ENUNCIATO DEL PROBLEMA: Individua nel materiale qui sotto ogni riga che contiene la stringa "blurred" e ricopiala. Tieni conto di maiuscole e minuscole.

(Record di annotazione)
****************
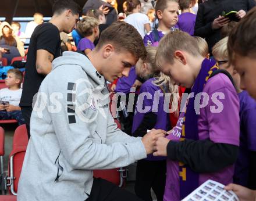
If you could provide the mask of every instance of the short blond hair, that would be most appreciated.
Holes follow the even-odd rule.
[[[199,36],[194,37],[198,45],[199,53],[204,58],[207,58],[209,54],[209,47],[206,41]]]
[[[218,42],[212,48],[212,55],[215,58],[221,60],[229,59],[227,51],[227,41],[229,37],[225,37]]]
[[[99,24],[99,20],[95,17],[86,16],[77,23],[77,29],[86,37],[93,34],[93,28]]]
[[[177,51],[184,51],[194,56],[200,55],[198,45],[193,37],[186,32],[176,30],[165,35],[159,43],[155,56],[155,64],[161,69],[165,62],[174,62],[174,53]]]

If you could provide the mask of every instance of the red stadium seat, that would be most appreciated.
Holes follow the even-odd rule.
[[[14,133],[12,150],[9,157],[8,177],[6,180],[9,181],[7,186],[12,195],[17,195],[19,180],[28,142],[26,125],[21,125]]]
[[[0,201],[16,201],[17,198],[15,195],[0,195]]]
[[[13,63],[15,61],[24,61],[25,62],[27,60],[26,56],[16,56],[15,58],[12,58],[10,63]]]
[[[7,64],[8,63],[8,60],[7,60],[7,58],[2,58],[0,59],[0,61],[2,62],[2,65],[3,66],[7,66]]]

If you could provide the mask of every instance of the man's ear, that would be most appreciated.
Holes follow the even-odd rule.
[[[71,11],[70,9],[66,10],[65,15],[66,15],[66,17],[67,19],[69,19],[71,16],[72,15],[72,12]]]
[[[183,65],[187,64],[187,59],[184,52],[180,51],[176,51],[174,52],[175,59],[177,59],[180,62],[182,63]]]
[[[163,18],[163,14],[161,10],[157,10],[156,13],[157,13],[157,16],[158,19]]]
[[[115,47],[111,44],[106,44],[103,46],[103,57],[104,59],[108,58],[115,51]]]

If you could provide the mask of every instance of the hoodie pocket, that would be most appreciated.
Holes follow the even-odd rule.
[[[55,182],[58,182],[59,177],[62,175],[63,171],[64,170],[63,167],[62,167],[59,164],[59,156],[61,155],[61,150],[59,152],[59,155],[58,156],[57,158],[55,160],[55,163],[54,164],[57,167],[57,175],[56,176],[55,180],[54,180]]]

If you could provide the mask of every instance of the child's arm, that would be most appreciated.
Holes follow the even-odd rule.
[[[91,52],[91,50],[89,48],[87,48],[85,50],[84,50],[84,52],[86,55],[87,55]]]
[[[224,143],[214,143],[209,139],[182,142],[169,141],[167,156],[182,161],[198,173],[214,173],[234,164],[239,147]]]
[[[150,24],[147,23],[144,24],[145,29],[146,30],[146,32],[148,33],[151,30],[151,27],[150,27]]]

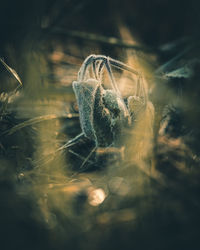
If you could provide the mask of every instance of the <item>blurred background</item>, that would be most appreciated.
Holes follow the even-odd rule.
[[[2,250],[199,249],[199,10],[198,0],[1,2]],[[80,169],[91,142],[62,146],[81,132],[71,84],[90,54],[141,72],[154,108],[124,156],[99,150]],[[131,95],[129,76],[114,74]]]

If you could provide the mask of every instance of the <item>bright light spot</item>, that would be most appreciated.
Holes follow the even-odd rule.
[[[89,203],[91,206],[99,206],[106,198],[103,189],[98,188],[89,193]]]

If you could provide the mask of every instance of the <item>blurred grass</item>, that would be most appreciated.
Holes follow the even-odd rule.
[[[154,78],[154,70],[180,52],[173,41],[190,36],[198,45],[198,7],[197,1],[145,0],[2,5],[0,54],[23,89],[1,98],[1,249],[198,249],[198,65],[188,80]],[[120,32],[121,20],[129,33]],[[117,46],[102,42],[102,35],[116,38]],[[139,51],[124,46],[131,39]],[[164,43],[175,49],[163,50]],[[197,45],[174,67],[198,58]],[[80,161],[55,152],[80,132],[79,120],[69,117],[78,111],[71,82],[89,54],[143,72],[155,120],[152,111],[141,114],[123,161],[108,157],[103,167],[103,158],[94,171],[80,173],[73,168]],[[3,66],[0,79],[1,92],[17,86]],[[119,77],[122,89],[127,79]],[[161,124],[163,109],[174,104],[189,133],[170,134],[178,126],[169,125],[171,115],[171,123],[164,121],[168,130]]]

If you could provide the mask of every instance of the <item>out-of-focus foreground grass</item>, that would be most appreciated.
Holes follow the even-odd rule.
[[[2,5],[0,56],[23,86],[15,91],[18,82],[0,65],[1,249],[198,249],[198,7],[156,0]],[[80,152],[61,147],[81,132],[71,83],[90,54],[141,72],[152,105],[125,136],[123,157],[103,156],[79,171]],[[186,65],[191,77],[161,79]],[[114,74],[131,95],[130,75]]]

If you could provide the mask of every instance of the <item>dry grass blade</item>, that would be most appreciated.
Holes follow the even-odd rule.
[[[8,70],[8,72],[10,72],[10,74],[15,77],[15,79],[22,86],[23,85],[22,81],[21,81],[19,75],[17,74],[17,72],[14,69],[12,69],[10,66],[8,66],[8,64],[6,64],[2,58],[0,58],[0,62],[4,65],[4,67]]]

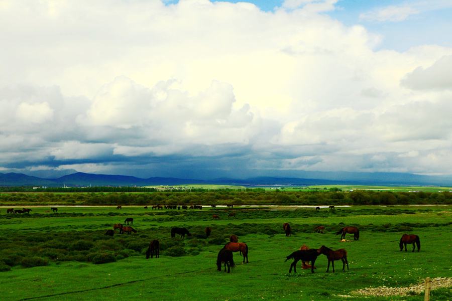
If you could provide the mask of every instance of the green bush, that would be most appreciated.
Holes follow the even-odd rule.
[[[81,239],[74,243],[69,249],[77,251],[87,251],[93,246],[94,244],[90,241]]]
[[[42,266],[48,264],[47,259],[39,257],[25,257],[21,262],[21,265],[25,267]]]
[[[184,256],[186,254],[185,249],[179,246],[174,246],[171,248],[168,248],[165,250],[164,253],[165,255],[172,257],[179,257]]]
[[[94,264],[114,262],[116,261],[116,257],[111,253],[101,253],[92,257],[92,261]]]

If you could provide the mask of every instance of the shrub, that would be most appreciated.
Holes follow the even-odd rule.
[[[95,264],[107,263],[116,261],[116,257],[110,253],[101,253],[92,258],[92,263]]]
[[[94,244],[90,241],[81,239],[78,240],[71,246],[70,249],[77,251],[86,251],[94,246]]]
[[[21,265],[25,267],[42,266],[48,264],[47,259],[39,257],[25,257],[21,262]]]
[[[185,249],[179,246],[174,246],[165,250],[165,255],[172,257],[179,257],[185,255]]]

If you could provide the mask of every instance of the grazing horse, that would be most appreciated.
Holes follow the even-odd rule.
[[[248,246],[243,242],[228,242],[224,245],[224,248],[233,252],[239,252],[243,254],[243,262],[245,259],[248,263]]]
[[[205,232],[205,238],[207,238],[210,236],[210,232],[212,232],[212,228],[210,227],[206,227],[204,231]]]
[[[224,263],[224,271],[226,271],[226,265],[228,265],[228,272],[231,272],[231,268],[235,267],[234,258],[232,251],[223,248],[218,252],[216,256],[216,270],[221,271],[221,263]]]
[[[149,256],[152,258],[155,253],[155,258],[158,258],[160,257],[159,254],[160,252],[160,243],[157,239],[154,239],[149,243],[149,247],[148,250],[146,251],[146,259],[149,258]]]
[[[315,259],[317,259],[318,255],[319,253],[315,249],[310,249],[309,250],[303,251],[298,250],[295,251],[286,257],[286,259],[284,262],[285,262],[290,258],[293,258],[293,262],[290,264],[289,272],[292,272],[292,268],[293,267],[294,272],[296,273],[297,262],[298,262],[299,260],[301,260],[302,261],[311,261],[311,272],[313,273],[314,264],[315,263]]]
[[[124,233],[124,232],[127,232],[127,235],[129,235],[132,232],[136,233],[137,230],[130,226],[124,226],[124,227],[123,227],[123,233]]]
[[[403,250],[403,245],[405,245],[405,251],[406,252],[406,244],[412,243],[412,251],[414,252],[414,249],[416,247],[414,245],[415,243],[417,245],[417,251],[419,252],[420,250],[420,240],[419,239],[419,236],[414,234],[403,234],[402,235],[402,238],[400,238],[400,243],[399,243],[400,251]]]
[[[345,227],[336,232],[336,235],[342,234],[341,235],[341,239],[345,239],[345,235],[347,233],[354,234],[353,238],[355,240],[358,240],[360,239],[360,230],[356,227]]]
[[[347,251],[345,249],[339,249],[333,251],[329,248],[325,246],[322,246],[320,249],[317,250],[319,254],[323,254],[328,258],[328,267],[326,268],[326,272],[329,270],[330,262],[333,267],[333,273],[334,272],[334,260],[342,260],[342,270],[345,271],[345,264],[347,264],[347,270],[349,270],[349,261],[347,261]]]
[[[191,234],[190,234],[190,232],[188,232],[188,230],[185,228],[175,227],[171,229],[171,237],[174,237],[176,236],[176,234],[180,235],[181,238],[185,238],[185,234],[187,234],[189,236],[191,236]]]
[[[117,229],[120,229],[120,234],[123,234],[123,224],[115,224],[113,225],[113,231],[116,230]]]
[[[289,224],[289,223],[284,223],[283,224],[283,228],[284,228],[284,231],[286,232],[286,236],[290,236],[291,232],[290,231],[290,225]]]
[[[311,249],[310,248],[309,248],[308,246],[307,246],[307,245],[306,245],[304,244],[303,244],[303,245],[301,246],[301,247],[300,247],[300,249],[299,249],[300,251],[307,251],[308,250],[310,250],[310,249]],[[307,269],[308,268],[311,268],[312,267],[312,266],[308,264],[309,262],[308,261],[307,262],[308,262],[308,264],[306,264],[306,261],[301,260],[301,265],[302,265],[302,267],[303,268],[303,269]],[[316,269],[317,268],[314,266],[314,268]]]
[[[323,234],[323,230],[325,230],[324,226],[317,226],[315,228],[314,228],[314,231],[318,233],[322,233]]]

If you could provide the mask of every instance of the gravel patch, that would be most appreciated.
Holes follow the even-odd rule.
[[[431,279],[431,289],[440,287],[449,287],[452,286],[452,278],[433,278]],[[425,282],[424,280],[417,284],[413,284],[405,287],[387,287],[383,285],[378,287],[366,287],[354,290],[351,292],[368,296],[387,296],[418,294],[425,289]]]

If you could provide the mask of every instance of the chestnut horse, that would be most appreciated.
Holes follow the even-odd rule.
[[[205,238],[207,238],[210,236],[210,233],[212,232],[212,228],[210,227],[206,227],[204,231],[205,232]]]
[[[290,232],[290,225],[289,224],[289,223],[284,223],[283,224],[283,228],[284,229],[284,231],[286,232],[286,236],[290,236],[291,232]]]
[[[310,249],[305,251],[300,251],[300,250],[298,250],[295,251],[286,257],[286,260],[284,262],[285,262],[290,258],[293,258],[293,262],[290,264],[289,272],[292,272],[292,268],[293,267],[294,272],[296,273],[297,262],[298,262],[299,260],[301,260],[302,261],[311,261],[312,263],[312,265],[311,265],[311,272],[313,273],[314,263],[315,262],[315,259],[317,259],[318,255],[318,252],[315,249]]]
[[[419,252],[419,250],[420,250],[420,240],[419,240],[419,236],[417,235],[415,235],[414,234],[403,234],[402,235],[399,243],[400,251],[403,250],[403,245],[405,245],[405,251],[406,252],[406,244],[407,243],[413,244],[413,252],[414,252],[414,249],[416,247],[416,246],[414,245],[415,243],[417,245],[417,251]]]
[[[349,270],[349,261],[347,261],[347,251],[345,249],[339,249],[333,251],[329,248],[325,246],[322,246],[317,251],[319,254],[323,254],[328,258],[328,267],[326,268],[326,272],[329,270],[329,263],[331,263],[333,267],[333,273],[334,272],[334,260],[342,260],[342,270],[345,271],[345,264],[347,264],[347,270]]]
[[[345,235],[347,233],[354,235],[353,238],[355,240],[360,239],[360,230],[356,227],[345,227],[336,232],[335,234],[342,234],[341,235],[341,239],[345,239]]]
[[[130,235],[132,232],[136,233],[137,230],[131,227],[130,226],[125,226],[123,227],[123,233],[126,232],[127,235]]]
[[[231,272],[231,268],[236,266],[232,251],[223,248],[218,252],[216,256],[216,270],[221,271],[221,263],[224,263],[224,271],[226,271],[226,265],[228,265],[228,272]]]
[[[233,234],[229,237],[229,241],[231,242],[239,242],[239,237],[235,234]]]
[[[149,243],[149,247],[148,248],[148,250],[146,251],[146,259],[149,259],[150,256],[152,258],[154,256],[154,253],[155,253],[155,258],[159,258],[160,251],[160,243],[157,239],[154,239]]]
[[[243,254],[243,262],[245,263],[245,259],[247,259],[247,263],[248,263],[248,246],[243,242],[228,242],[224,245],[224,248],[233,252],[239,252]]]

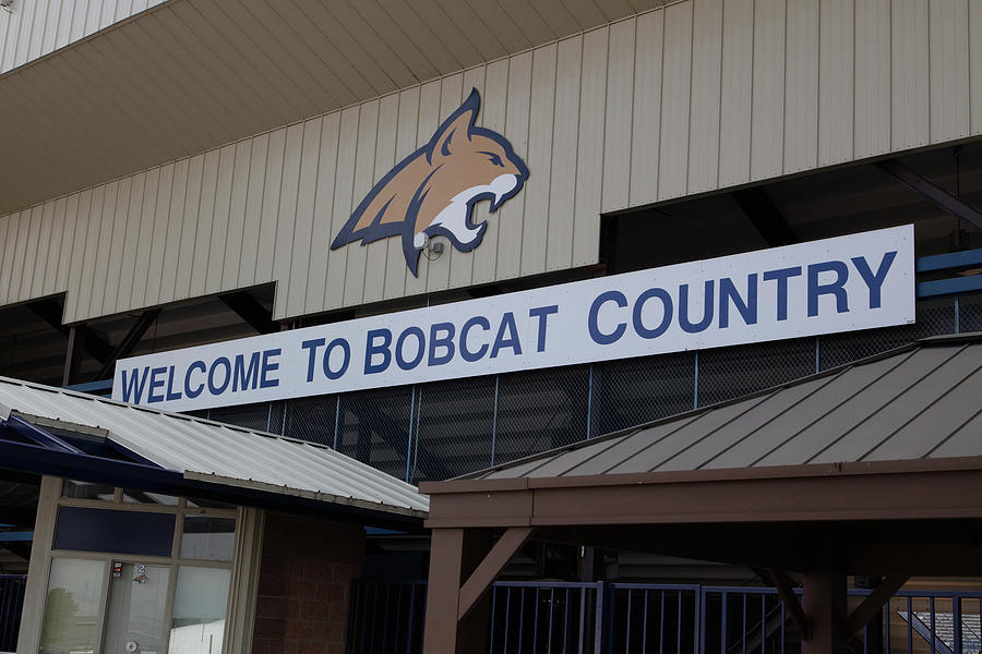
****************
SOLUZIONE DEL PROBLEMA:
If you could provide the mask of every instance of the <item>blurred background</item>, that would be most appreciated.
If you could provide the mask of every instance of the <item>blurred grass</item>, that would be most appreciated.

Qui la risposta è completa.